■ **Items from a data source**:
==*==
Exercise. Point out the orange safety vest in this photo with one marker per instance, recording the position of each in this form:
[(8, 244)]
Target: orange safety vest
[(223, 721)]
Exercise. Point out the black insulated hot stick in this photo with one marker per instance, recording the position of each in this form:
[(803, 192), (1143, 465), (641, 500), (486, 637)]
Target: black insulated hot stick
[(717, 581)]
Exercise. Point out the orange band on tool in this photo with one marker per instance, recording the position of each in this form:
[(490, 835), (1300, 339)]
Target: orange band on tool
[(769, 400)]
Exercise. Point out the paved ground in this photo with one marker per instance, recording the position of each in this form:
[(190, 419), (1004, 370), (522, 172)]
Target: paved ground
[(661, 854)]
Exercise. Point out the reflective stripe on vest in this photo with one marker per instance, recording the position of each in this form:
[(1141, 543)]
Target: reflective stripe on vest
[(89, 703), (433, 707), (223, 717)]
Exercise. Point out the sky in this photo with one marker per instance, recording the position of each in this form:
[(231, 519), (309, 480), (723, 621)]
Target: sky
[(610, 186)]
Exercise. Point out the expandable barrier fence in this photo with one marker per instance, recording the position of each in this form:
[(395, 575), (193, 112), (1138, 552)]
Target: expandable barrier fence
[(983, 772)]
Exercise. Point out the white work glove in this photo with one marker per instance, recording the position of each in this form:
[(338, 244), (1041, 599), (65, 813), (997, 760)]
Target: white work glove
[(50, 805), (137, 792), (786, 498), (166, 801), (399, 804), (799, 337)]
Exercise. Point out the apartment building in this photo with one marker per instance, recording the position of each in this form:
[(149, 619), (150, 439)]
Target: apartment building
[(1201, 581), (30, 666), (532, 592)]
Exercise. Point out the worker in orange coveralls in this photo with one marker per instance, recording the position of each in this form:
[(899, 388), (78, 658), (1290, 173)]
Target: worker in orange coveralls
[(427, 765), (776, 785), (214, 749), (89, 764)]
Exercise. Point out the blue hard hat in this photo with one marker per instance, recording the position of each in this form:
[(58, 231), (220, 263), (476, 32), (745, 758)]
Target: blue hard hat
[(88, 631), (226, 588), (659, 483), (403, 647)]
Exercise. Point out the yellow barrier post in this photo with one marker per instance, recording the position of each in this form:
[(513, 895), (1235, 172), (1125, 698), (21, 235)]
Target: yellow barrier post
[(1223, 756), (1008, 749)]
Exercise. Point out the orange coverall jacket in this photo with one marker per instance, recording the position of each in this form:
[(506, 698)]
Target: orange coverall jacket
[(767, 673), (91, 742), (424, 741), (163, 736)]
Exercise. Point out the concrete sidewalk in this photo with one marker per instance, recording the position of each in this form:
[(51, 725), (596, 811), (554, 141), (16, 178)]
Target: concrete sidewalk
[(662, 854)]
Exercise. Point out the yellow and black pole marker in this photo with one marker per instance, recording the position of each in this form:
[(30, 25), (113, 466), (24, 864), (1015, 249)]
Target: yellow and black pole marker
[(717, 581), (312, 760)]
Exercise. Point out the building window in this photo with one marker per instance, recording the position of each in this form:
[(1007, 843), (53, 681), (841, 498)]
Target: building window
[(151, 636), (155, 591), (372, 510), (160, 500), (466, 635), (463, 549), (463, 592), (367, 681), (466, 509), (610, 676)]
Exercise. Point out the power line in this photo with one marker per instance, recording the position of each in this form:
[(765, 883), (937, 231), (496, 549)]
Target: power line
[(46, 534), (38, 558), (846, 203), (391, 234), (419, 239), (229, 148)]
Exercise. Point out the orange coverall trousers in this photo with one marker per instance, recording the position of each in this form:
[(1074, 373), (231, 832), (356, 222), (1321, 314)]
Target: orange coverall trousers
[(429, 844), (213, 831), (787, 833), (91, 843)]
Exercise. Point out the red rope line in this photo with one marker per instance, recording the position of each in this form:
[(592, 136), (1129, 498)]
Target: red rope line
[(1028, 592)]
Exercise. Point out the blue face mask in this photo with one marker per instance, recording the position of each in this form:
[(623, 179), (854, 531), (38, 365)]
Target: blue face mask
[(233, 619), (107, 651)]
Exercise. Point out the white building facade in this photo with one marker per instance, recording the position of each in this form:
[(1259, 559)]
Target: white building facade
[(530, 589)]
==*==
■ **ASSIGNMENT**: What is needed is an exact copy of every record above.

■ **THE ANSWER**:
Exercise. Point out the orange safety vest in this photo with one marker per instance, recording the position of each in this form:
[(8, 244)]
Target: orange safety vest
[(223, 721)]
Exercise. Point out the black insulated hot stick in this photo with one marker per instance, recording the position of each in this form:
[(803, 192), (1143, 465), (641, 500), (486, 637)]
Target: black insulated hot stick
[(717, 581)]
Exercise. Point out the orange band on tool in this photo with one marker per instance, recording the position of each in this form:
[(490, 835), (1300, 339)]
Target: orange band on tool
[(769, 400)]
Exercise. Point out the paved ground in this photo with one marker per instance, recording the position of each in this form:
[(190, 419), (1004, 370), (522, 172)]
Target: paved ground
[(661, 854)]
Exercise. Point out the reflective stripe on vest in this photo with one marker per instance, recording the position of each in this form:
[(1141, 543)]
Target: reflective stripe on vest
[(89, 703), (433, 707), (223, 717)]
Exercise. Point out the sky in this photo with one marker per instance, recording the position of each in this form:
[(231, 519), (309, 480), (723, 621)]
Target: sky
[(610, 186)]
Exercise. Point out the expandable barrier fence in this photo with one marker per instance, recording the position of each in this form:
[(395, 575), (193, 112), (1138, 552)]
Target: expandable barrier fence
[(983, 772)]
Exercise. Point out the white work glove in this photo with one marker per instance, recording the position of each in this form:
[(338, 244), (1041, 599), (65, 813), (997, 760)]
Target: white work glove
[(50, 805), (137, 792), (786, 498), (166, 801), (399, 804), (799, 337)]
Exercise. Point out the apartment building in this photo with one marker per instance, recording the position of each in this form:
[(149, 619), (150, 439)]
Target: apartment building
[(1201, 581), (30, 666), (532, 592)]
Exercise. Point out the worker in orange coveralls in this photo with one marker per instance, recording the position of each in this form:
[(899, 388), (78, 658), (1290, 173)]
Target: worker in orange coveralls
[(427, 765), (776, 785), (214, 749), (89, 764)]
Exercise. Point out the blue hard hat in this photo with one marker per instance, recording the position of each in this form:
[(58, 231), (220, 263), (476, 32), (745, 758)]
Target: blue hard hat
[(88, 631), (226, 588), (659, 483), (403, 647)]
Exercise. Point out the yellow barrier post in this photo with one marker per instance, recording the position of each in this form:
[(513, 895), (1235, 172), (1125, 698), (21, 235)]
Target: yellow barrier post
[(1223, 756), (1008, 749)]
Exercise. Point out the orange coverall jacket in this photo with one marker per instance, recording the position of each in this form:
[(506, 698)]
Target: orange coverall jacket
[(767, 673), (91, 742), (424, 741), (163, 736)]
Exercise. Point out the concrete sidewalk in this photo with one marker per instance, recording the position of each in this form:
[(51, 725), (596, 811), (554, 141), (16, 178)]
Target: concrete sidewalk
[(662, 854)]
Exercise. Point out the yellow and black pole marker in this photo with one marker per instance, recording the position of each in this form:
[(30, 25), (113, 466), (24, 864), (1015, 249)]
Target: yellow and black pole marker
[(717, 581), (312, 760)]
Exercise. Point out the building window in this photo with one marker per instance, recording the position of each in this form:
[(1007, 843), (53, 681), (841, 498)]
Target: building window
[(151, 636), (155, 591), (372, 510), (160, 500), (466, 635), (463, 549), (463, 592), (367, 681), (466, 509), (610, 676)]
Exercise. Point out the power line in this photo with one marker per instance, recording the position of each in this form:
[(765, 883), (937, 231), (496, 549)]
Target: power line
[(46, 534), (38, 558), (846, 203), (391, 234), (419, 239), (229, 148)]
Exercise. Point out the orange coverall trousers in this photo with one marker per instance, recording the position of each in this form:
[(1074, 373), (231, 832), (356, 222), (1321, 314)]
Target: orange coverall trousers
[(429, 844), (213, 831), (787, 833), (91, 843)]
Exercise. Point out the red rope line in this photo with one marker per instance, recording the position of each in this form:
[(592, 136), (1129, 498)]
Target: red rope line
[(1028, 592)]
Exercise. Point out the blue face mask in this photo with one marker per instance, recording the position of each in this form:
[(623, 179), (854, 531), (38, 365)]
Target: blue face mask
[(233, 619), (107, 651)]
Exercise. Point out the white building facade in this photo with one marker per instance, recording the position of each in this form:
[(1259, 559)]
Target: white building facade
[(530, 589)]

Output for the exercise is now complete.